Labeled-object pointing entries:
====

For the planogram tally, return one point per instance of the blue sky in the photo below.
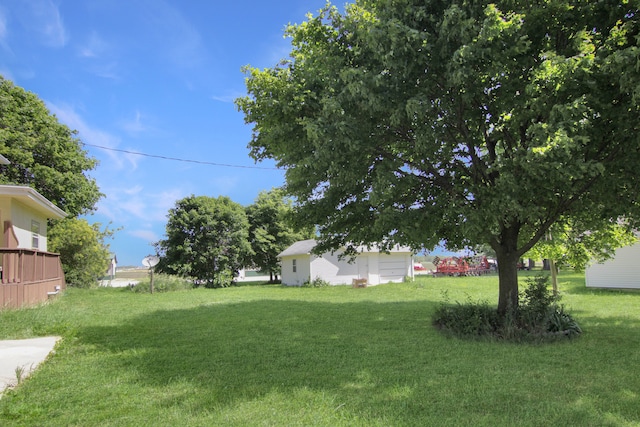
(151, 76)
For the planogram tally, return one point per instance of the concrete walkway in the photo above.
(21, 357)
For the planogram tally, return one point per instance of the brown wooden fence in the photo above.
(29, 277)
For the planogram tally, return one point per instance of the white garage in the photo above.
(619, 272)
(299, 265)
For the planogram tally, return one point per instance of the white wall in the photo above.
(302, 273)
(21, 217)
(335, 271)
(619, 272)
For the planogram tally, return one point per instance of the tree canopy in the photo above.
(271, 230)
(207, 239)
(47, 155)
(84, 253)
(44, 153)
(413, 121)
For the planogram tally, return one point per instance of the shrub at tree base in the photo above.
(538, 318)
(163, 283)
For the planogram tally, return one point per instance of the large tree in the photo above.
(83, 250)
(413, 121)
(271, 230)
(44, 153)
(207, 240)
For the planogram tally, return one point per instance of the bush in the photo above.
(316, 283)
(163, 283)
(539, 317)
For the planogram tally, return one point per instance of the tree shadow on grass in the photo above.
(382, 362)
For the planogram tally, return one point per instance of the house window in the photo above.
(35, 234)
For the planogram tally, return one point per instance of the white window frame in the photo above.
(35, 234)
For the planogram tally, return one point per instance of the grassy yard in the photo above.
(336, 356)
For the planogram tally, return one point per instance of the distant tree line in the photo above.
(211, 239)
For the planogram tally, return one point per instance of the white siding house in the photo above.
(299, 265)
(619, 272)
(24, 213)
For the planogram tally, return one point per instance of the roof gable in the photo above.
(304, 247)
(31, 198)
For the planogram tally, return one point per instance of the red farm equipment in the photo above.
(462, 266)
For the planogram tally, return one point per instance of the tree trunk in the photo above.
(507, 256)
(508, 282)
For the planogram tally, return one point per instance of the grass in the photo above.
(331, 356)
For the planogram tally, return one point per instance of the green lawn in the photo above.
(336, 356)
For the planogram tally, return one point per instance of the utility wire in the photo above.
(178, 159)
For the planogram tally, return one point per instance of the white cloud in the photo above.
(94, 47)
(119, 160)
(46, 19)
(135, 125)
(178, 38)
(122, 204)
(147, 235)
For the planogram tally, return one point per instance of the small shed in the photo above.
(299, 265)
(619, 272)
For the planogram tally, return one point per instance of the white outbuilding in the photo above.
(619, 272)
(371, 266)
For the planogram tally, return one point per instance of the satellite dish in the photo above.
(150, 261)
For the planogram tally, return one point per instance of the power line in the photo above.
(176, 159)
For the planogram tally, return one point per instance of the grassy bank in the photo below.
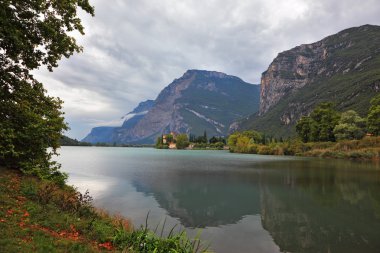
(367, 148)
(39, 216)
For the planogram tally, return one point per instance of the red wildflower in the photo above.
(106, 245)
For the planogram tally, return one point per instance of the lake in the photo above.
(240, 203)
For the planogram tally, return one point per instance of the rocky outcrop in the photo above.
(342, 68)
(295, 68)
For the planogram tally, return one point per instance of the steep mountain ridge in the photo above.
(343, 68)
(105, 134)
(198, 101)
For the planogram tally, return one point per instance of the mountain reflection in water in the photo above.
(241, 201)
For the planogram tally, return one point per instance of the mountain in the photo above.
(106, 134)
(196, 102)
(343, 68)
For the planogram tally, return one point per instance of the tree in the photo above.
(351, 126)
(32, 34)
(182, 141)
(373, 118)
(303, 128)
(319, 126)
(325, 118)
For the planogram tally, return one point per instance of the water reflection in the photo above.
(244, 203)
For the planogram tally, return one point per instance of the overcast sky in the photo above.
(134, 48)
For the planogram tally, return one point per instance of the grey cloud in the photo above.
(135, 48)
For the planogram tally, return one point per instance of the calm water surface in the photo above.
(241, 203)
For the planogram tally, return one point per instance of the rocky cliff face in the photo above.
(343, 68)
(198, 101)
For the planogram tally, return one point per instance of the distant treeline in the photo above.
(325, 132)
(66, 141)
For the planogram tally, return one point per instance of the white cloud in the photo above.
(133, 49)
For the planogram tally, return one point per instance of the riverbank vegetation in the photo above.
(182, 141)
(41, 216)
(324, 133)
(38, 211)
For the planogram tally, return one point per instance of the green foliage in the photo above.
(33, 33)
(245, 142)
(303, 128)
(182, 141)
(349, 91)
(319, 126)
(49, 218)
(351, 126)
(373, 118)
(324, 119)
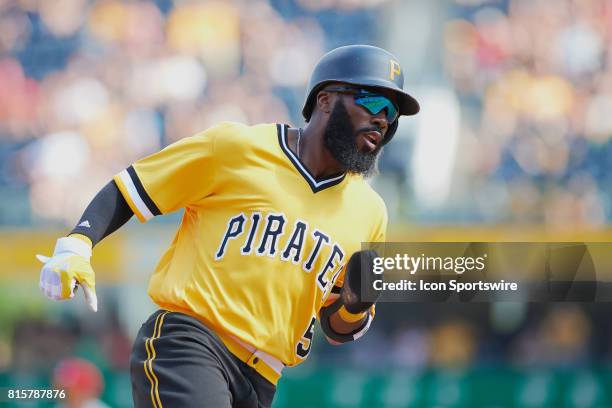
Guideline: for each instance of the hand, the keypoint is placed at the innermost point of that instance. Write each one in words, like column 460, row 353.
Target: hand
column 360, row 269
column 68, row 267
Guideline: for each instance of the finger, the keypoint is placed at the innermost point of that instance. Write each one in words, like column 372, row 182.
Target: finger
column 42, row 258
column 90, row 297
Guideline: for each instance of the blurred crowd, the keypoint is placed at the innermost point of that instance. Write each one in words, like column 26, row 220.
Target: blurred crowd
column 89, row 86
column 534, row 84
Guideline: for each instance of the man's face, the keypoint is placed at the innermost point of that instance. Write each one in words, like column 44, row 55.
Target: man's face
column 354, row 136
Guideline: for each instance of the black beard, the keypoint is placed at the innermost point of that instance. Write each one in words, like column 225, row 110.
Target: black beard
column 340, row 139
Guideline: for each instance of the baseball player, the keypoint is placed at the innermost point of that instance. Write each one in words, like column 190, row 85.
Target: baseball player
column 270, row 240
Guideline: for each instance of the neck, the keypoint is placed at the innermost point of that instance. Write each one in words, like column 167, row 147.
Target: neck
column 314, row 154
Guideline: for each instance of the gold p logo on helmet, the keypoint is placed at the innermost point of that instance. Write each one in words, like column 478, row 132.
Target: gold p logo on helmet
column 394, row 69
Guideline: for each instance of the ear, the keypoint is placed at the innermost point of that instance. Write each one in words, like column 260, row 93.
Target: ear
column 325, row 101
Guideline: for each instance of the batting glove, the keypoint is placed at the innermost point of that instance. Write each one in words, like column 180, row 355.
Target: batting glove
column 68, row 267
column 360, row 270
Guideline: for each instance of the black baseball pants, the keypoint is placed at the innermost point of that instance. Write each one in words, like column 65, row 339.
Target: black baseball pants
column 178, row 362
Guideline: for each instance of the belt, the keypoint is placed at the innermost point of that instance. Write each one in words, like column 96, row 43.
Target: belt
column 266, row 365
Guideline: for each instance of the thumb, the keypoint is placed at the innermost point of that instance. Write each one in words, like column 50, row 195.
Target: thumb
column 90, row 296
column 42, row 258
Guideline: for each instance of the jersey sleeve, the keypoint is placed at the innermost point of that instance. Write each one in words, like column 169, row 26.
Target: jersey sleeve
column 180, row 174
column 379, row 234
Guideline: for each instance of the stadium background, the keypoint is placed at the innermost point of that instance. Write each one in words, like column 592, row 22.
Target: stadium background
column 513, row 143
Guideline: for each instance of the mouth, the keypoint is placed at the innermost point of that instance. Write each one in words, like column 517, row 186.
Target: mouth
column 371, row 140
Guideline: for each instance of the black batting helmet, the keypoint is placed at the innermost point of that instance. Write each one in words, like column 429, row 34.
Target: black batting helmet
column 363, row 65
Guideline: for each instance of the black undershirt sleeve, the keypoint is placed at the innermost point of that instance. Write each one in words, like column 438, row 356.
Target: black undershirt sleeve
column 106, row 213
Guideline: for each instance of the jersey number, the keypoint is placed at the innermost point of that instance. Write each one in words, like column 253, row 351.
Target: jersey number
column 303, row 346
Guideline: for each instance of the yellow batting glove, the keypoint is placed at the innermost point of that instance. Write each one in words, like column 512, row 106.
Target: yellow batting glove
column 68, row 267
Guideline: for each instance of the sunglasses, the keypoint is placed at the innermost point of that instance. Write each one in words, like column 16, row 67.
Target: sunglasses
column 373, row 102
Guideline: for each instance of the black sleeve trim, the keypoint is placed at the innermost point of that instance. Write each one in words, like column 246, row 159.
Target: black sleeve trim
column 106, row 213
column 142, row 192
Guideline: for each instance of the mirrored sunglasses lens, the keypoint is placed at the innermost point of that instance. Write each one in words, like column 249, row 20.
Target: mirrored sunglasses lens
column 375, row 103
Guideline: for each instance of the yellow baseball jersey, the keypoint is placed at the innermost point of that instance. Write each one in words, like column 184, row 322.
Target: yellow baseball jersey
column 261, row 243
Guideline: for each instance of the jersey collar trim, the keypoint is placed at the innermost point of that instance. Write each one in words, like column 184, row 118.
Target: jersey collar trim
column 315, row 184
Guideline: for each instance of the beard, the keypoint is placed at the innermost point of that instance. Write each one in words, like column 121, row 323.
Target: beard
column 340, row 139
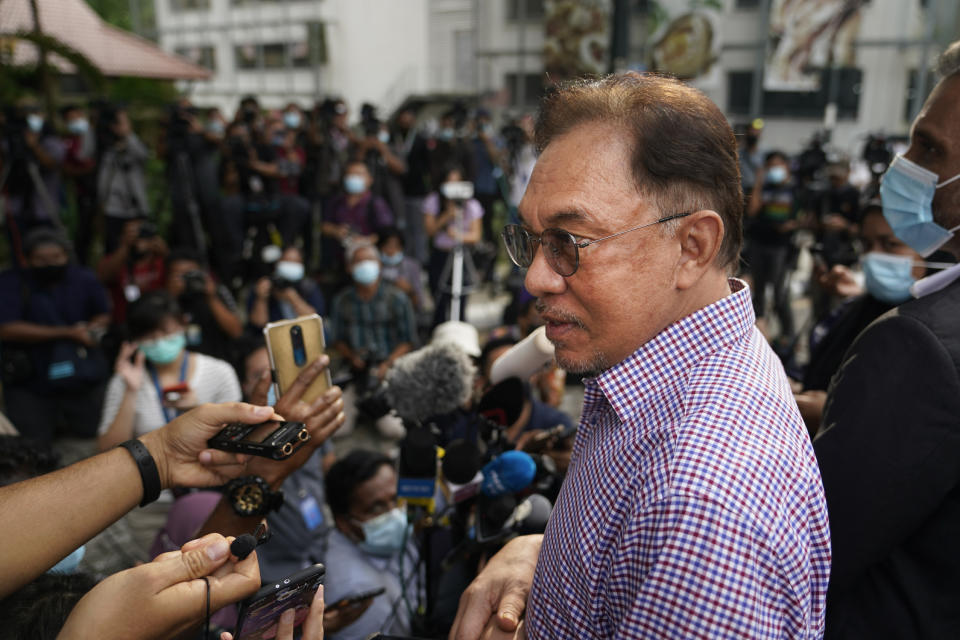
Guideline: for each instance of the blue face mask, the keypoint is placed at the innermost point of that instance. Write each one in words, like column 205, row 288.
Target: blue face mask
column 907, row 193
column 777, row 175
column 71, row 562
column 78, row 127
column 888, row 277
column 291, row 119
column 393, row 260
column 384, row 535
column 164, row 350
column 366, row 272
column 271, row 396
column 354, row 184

====

TASK TO COMPLETE
Starting at the line with "Guideline: for each instance of the yellow baseball" and continuing through the end of the material, write the lines out again, swapping "innermost" for "centermost" and changing nothing else. Leave the pictures out.

RESULT OF THE TASK
Guideline: for each instance of the yellow baseball jersey, the keypoint is placed at the centermost point of that instance. Write each one in words, like column 184, row 322.
Target: yellow baseball jersey
column 261, row 243
Guideline: for each instance of the jersey collar trim, the keypoint is placed at the centermost point of that instance. Write each one in words, like column 184, row 118.
Target: jersey collar trim
column 315, row 184
Guideline: for each instance of the beard, the keypoint is placed at the centermost point of that instance. Write each one in words, like column 121, row 323.
Target: beard
column 340, row 139
Guideline: for each instance of the blue face mask, the keypoint is placed at the centermost point of that instance. Write each one in words, like column 205, row 288.
Target: blue face mask
column 907, row 193
column 777, row 175
column 71, row 562
column 78, row 127
column 888, row 277
column 291, row 119
column 393, row 260
column 384, row 535
column 164, row 350
column 366, row 272
column 271, row 396
column 354, row 184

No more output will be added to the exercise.